Start of DOCUMENT SEGMENT

GeneReviews® [Internet]. Seattle (WA): University of Washington, Seattle; 1993-2015.
2003 May 16 [updated 2012 Jun 14].



Classic Saethre-Chotzen syndrome (SCS) is characterized by coronal synostosis (unilateral or bilateral), facial asymmetry (particularly in individuals with unilateral coronal synostosis), ptosis, and characteristic appearance of the ear (small pinna with a prominent crus). Syndactyly of digits two and three of the hand is variably present. Intelligence is usually normal, although those with large genomic deletions are more likely to have developmental delays. Less common manifestations of SCS include short stature, parietal foramina, vertebral fusions, radioulnar synostosis, cleft palate, maxillary hypoplasia, ocular hypertelorism, hallux valgus, duplicated distal hallucal phalanx, and congenital heart malformations.


The diagnosis of SCS is primarily based on clinical findings. TWIST1 is the only gene in which mutations are known to cause SCS. Occasionally, affected individuals have a chromosome translocation involving 7p21 or ring chromosome 7.

End of DOCUMENT SEGMENT
Start of SOURCE INFORMATION

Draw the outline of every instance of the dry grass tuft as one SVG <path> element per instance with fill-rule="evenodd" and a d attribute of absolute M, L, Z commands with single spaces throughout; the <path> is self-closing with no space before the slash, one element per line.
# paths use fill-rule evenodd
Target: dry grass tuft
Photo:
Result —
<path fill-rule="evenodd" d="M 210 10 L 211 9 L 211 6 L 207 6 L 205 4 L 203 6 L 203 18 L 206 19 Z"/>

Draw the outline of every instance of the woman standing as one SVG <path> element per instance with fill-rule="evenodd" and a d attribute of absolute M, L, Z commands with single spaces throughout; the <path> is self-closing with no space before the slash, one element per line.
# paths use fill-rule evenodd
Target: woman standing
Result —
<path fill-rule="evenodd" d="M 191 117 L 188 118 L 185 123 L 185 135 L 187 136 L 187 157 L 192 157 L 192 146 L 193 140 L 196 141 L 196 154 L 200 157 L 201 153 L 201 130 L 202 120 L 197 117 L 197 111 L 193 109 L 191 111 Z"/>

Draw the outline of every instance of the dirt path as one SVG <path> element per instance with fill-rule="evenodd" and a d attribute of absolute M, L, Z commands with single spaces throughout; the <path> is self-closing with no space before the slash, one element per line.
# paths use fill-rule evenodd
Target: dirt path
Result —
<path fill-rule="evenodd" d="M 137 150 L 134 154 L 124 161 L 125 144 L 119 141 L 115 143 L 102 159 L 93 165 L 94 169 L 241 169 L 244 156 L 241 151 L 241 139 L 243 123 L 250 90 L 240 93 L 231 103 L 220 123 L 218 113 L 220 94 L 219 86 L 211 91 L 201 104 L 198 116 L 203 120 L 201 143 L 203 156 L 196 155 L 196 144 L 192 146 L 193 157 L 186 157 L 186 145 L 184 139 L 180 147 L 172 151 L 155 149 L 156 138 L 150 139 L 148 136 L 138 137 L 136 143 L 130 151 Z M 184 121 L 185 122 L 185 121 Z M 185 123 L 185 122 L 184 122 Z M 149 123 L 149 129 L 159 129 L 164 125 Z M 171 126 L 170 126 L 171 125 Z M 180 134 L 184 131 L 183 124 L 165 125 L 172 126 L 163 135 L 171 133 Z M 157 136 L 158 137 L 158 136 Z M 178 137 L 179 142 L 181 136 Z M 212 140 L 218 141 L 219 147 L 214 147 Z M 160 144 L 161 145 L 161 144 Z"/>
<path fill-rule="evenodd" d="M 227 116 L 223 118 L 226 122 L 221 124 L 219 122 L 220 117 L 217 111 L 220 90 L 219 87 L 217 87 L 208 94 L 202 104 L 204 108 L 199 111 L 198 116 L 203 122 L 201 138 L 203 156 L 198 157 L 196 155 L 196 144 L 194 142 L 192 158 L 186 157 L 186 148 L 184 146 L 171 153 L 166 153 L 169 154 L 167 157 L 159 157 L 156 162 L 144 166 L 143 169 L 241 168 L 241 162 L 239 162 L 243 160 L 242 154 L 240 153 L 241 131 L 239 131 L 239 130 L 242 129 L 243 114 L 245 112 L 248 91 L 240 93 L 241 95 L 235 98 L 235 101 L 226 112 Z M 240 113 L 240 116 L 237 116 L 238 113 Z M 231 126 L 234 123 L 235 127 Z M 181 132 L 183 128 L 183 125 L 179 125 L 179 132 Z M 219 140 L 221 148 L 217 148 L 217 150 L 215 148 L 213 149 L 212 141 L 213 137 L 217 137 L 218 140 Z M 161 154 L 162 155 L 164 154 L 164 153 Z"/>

End of SOURCE INFORMATION

__EXERCISE TASKS__.
1. Rewrite the stretch of the Saethre-Chotzen syndrome overview from "Classic Saethre-Chotzen syndrome" through "congenital heart malformations.", changing "ptosis" to "drooping of the upper eyelids".
2. Write what comes next in the Saethre-Chotzen syndrome overview, picking up after its last sentence.
None of the data is needed here.

__RESPONSE LIST__.
1.
Classic Saethre-Chotzen syndrome (SCS) is characterized by coronal synostosis (unilateral or bilateral), facial asymmetry (particularly in individuals with unilateral coronal synostosis), drooping of the upper eyelids, and characteristic appearance of the ear (small pinna with a prominent crus). Syndactyly of digits two and three of the hand is variably present. Intelligence is usually normal, although those with large genomic deletions are more likely to have developmental delays. Less common manifestations of SCS include short stature, parietal foramina, vertebral fusions, radioulnar synostosis, cleft palate, maxillary hypoplasia, ocular hypertelorism, hallux valgus, duplicated distal hallucal phalanx, and congenital heart malformations.

2.
Treatment of manifestations: Cranioplasty in the first year of life to prevent progressive facial asymmetry in those with asymmetric coronal fusion and to prevent increased intracranial pressure (ICP) in those with multiple sutural synostosis; midfacial surgery as needed for dental malocclusion, swallowing difficulties, and respiratory problems. If a cleft palate is present, surgical repair usually follows cranioplasty. As needed: orthodontic treatment and/or orthognathic surgery at the completion of facial growth; developmental intervention; routine treatment of hearing loss; ophthalmologic evaluation and, if ptosis is present, intervention to prevent amblyopia, with surgical repair during early childhood as needed. Prevention of secondary complications: Attention to possible cervical vertebral instability secondary to vertebral anomalies. Surveillance: Periodic ophthalmologic evaluation for chronic papilledema, strabismus, or amblyopia, or brain imaging in later life for evidence of increased intracranial pressure (ICP); routine re-evaluation for facial asymmetry, psychomotor development, and hearing loss.


SCS is inherited in an autosomal dominant manner. Many individuals diagnosed with SCS have an affected parent; the proportion of cases caused by a de novo mutation is unknown. Each child of an individual with SCS has a 50% chance of inheriting the mutation. Prenatal diagnosis for pregnancies at increased risk is possible if the disease-causing mutation has been identified in the family; however, requests for prenatal testing for conditions such as SCS are not common.